> Exercise requirements
Convert the lines of these items into a JSON list of strings, with one string per line and any blank lines omitted.

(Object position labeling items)
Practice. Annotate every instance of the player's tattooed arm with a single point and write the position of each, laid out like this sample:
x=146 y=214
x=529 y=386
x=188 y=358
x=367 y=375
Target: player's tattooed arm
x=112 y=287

> The reply
[
  "Practice. Annotate every instance of the player's tattooed arm with a single point and write the position of each, laid out like this sample:",
  "x=146 y=214",
  "x=529 y=386",
  "x=188 y=358",
  "x=367 y=375",
  "Target: player's tattooed arm",
  "x=112 y=287"
]